Exercise details
Copy the records below in full, keeping each word as it is but omitting the pictures.

(Beginning of Data extract)

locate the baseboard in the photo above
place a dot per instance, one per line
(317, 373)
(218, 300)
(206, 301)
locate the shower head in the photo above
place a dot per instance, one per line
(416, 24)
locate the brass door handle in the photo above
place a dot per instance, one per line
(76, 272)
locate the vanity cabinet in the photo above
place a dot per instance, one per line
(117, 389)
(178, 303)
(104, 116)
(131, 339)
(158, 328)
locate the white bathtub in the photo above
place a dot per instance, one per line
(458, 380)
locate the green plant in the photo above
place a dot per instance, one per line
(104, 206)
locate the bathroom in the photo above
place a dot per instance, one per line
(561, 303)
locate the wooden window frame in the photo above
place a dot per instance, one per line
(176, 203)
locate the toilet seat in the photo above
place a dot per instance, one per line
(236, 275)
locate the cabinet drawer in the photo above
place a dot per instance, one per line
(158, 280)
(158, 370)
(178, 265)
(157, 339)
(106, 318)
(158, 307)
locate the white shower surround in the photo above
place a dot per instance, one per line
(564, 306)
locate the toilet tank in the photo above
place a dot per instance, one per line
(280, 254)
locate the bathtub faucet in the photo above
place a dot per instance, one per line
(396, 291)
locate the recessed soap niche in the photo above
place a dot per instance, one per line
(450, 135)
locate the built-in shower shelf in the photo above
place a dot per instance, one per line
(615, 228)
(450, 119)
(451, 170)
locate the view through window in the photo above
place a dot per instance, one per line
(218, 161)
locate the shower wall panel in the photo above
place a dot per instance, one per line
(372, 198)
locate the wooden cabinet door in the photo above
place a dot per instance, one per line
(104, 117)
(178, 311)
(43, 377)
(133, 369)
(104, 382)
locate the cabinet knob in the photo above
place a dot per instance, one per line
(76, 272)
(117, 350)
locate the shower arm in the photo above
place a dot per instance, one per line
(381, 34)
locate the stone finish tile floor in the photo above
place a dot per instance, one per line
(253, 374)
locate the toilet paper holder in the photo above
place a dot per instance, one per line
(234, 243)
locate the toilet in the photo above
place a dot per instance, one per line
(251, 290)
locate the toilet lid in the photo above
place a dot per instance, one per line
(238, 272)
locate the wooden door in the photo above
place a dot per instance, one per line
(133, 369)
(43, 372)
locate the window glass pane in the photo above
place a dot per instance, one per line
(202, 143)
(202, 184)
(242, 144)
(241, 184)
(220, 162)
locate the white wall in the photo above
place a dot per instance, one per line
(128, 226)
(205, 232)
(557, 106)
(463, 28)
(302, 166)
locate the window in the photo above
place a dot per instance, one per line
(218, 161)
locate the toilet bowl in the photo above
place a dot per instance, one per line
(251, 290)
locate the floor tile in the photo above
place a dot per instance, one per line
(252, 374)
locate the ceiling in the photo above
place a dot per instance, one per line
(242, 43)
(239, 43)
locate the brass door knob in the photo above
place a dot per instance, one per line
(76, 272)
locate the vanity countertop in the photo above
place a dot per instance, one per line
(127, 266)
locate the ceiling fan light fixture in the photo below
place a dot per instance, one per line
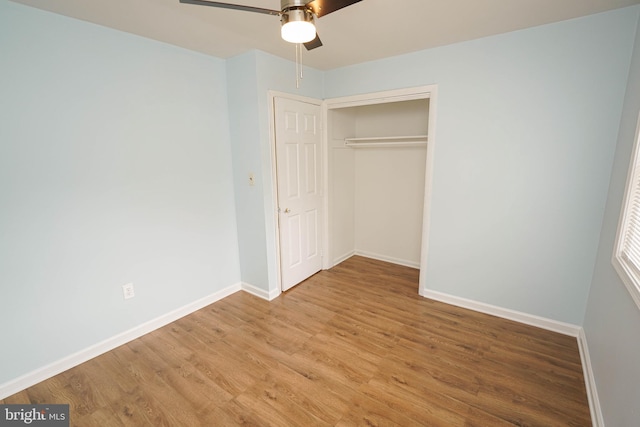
(298, 26)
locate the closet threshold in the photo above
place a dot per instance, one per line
(386, 141)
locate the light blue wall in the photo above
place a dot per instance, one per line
(526, 132)
(251, 77)
(115, 167)
(612, 320)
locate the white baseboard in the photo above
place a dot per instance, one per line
(505, 313)
(385, 258)
(597, 419)
(342, 258)
(34, 377)
(260, 293)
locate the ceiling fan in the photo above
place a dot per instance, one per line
(296, 16)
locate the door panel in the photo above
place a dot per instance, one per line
(298, 138)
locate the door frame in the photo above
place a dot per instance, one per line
(407, 94)
(274, 174)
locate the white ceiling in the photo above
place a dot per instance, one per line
(365, 31)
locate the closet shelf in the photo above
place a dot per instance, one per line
(386, 141)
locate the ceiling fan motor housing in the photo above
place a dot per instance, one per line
(286, 4)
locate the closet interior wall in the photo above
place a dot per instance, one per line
(377, 191)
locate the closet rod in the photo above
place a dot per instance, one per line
(386, 141)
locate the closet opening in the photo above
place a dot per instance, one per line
(379, 155)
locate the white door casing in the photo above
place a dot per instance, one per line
(300, 200)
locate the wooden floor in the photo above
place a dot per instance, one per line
(352, 346)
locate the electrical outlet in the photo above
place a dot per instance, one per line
(127, 291)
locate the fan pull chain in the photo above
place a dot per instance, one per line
(299, 65)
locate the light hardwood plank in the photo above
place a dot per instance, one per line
(355, 345)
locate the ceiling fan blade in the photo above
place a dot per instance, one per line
(232, 6)
(325, 7)
(313, 43)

(End of Data extract)

Solution to the problem
locate the baseboard in the photo above
place a dot per instance, one per line
(317, 373)
(218, 300)
(206, 301)
locate the shower head in the photo above
place a dot per instance, one per line
(416, 24)
locate the brass door handle in the photo above
place a dot per instance, one per line
(76, 272)
locate the vanity cabinet in the photo above
place a dot per instance, one per line
(117, 389)
(178, 303)
(104, 116)
(131, 339)
(158, 328)
locate the white bathtub in the photo above
place a dot per instance, one per line
(458, 380)
locate the green plant in the photo above
place a dot per instance, one per line
(104, 206)
locate the bathroom in the photo above
place a dot per instance, one per line
(561, 303)
locate the wooden window frame in the photo above
place a dot per instance, one per line
(176, 203)
locate the toilet seat in the photo above
place a dot per instance, one per line
(236, 275)
locate the cabinet drawer in the photo above
place a dot per instance, one per line
(158, 280)
(158, 370)
(178, 265)
(157, 339)
(106, 318)
(158, 307)
locate the white shower surround in the photo above
place a dot per instance, one per line
(564, 306)
locate the toilet tank in the photo above
place a dot per instance, one per line
(280, 254)
locate the bathtub faucet in the photo above
place a dot per instance, one per line
(396, 291)
locate the recessed soap niche in the photo above
place a dot per instance, one per line
(450, 135)
locate the built-in shower shelf in the photo above
place a dot per instance, one per line
(615, 228)
(450, 119)
(451, 170)
locate the view through window in the photo above
place a dot per instance, one per line
(218, 161)
locate the shower wall panel in the photo above
place a dot per instance, one per line
(372, 198)
locate the wooden cabinet door in the photo above
place a dot per instance, one per line
(104, 117)
(178, 311)
(43, 377)
(133, 369)
(104, 382)
locate the cabinet knob in the photo above
place a dot per instance, one per line
(76, 272)
(117, 350)
locate the shower arm in the photo above
place a dot per instance, one per line
(381, 34)
locate the stone finish tile floor in the photo above
place a dot per instance, one per line
(253, 374)
locate the toilet paper holder in the photo above
place a dot per instance, one per line
(234, 243)
locate the toilet in the photo above
place a dot per instance, one per line
(251, 290)
locate the toilet lid in the photo above
place a dot per instance, one per line
(238, 272)
locate the wooden door in the photo above
place a dot per instance, one per line
(133, 369)
(43, 372)
locate the window glass pane in the photo above
place a dot per instance, one per line
(202, 143)
(202, 184)
(242, 144)
(241, 184)
(220, 162)
locate the white wall in the photo above
place a dot per instance, one per line
(128, 226)
(205, 232)
(557, 106)
(463, 28)
(302, 166)
locate the window in the photo above
place a dot per instance, one per line
(218, 161)
locate the toilet bowl in the photo above
place a dot per instance, one per line
(251, 290)
locate the floor tile in the photo above
place a dot per instance, one per line
(252, 374)
locate the ceiling in the photo above
place a dot per instance, one per line
(242, 43)
(239, 43)
locate the brass door knob in the photo above
place a dot per instance, one per line
(76, 272)
locate the vanity countertop in the photo above
place a dot per instance, one per line
(127, 266)
locate the ceiling fan light fixture in the photo below
place a dot per instance, one per line
(298, 26)
locate the closet threshold in the photo above
place a dot per instance, one per line
(386, 141)
locate the light blue wall in the photo above
place a dot per instance, one per line
(526, 132)
(251, 77)
(115, 167)
(612, 320)
locate the white baseboard in the photo above
place a dot per instance, one per line
(505, 313)
(385, 258)
(597, 419)
(342, 258)
(34, 377)
(260, 293)
locate the ceiling fan in the photo above
place a dot per instance, one per line
(296, 16)
locate the door panel in the photo above
place a dot per instance, one per line
(298, 138)
locate the door frame in the photo above
place a dot per instance, one per line
(407, 94)
(274, 174)
locate the white ceiling in the photo above
place a dot per instance, one per line
(365, 31)
locate the closet shelf in the photo above
place a dot per instance, one per line
(386, 141)
locate the ceiling fan motor housing in the photo above
place a dot per instance, one per line
(286, 4)
locate the closet interior wall in the photo above
place a dot per instance, one per line
(377, 191)
locate the closet rod in the photo above
place a dot per instance, one per line
(386, 141)
locate the closet opening in the photo above
place a dot per instance, one per line
(379, 155)
locate the white door casing in the photo above
place a dot per instance, one per line
(300, 200)
locate the wooden floor in the photo above
place a dot per instance, one per line
(352, 346)
locate the electrical outlet in the photo above
place a dot per instance, one per line
(127, 291)
locate the fan pull chain in the photo above
place a dot per instance, one per line
(299, 65)
locate the light hardwood plank in the photo above
place a dot per instance, one per line
(355, 345)
locate the ceiling fan blade in the photo above
place a dot per instance, one per line
(232, 6)
(325, 7)
(313, 43)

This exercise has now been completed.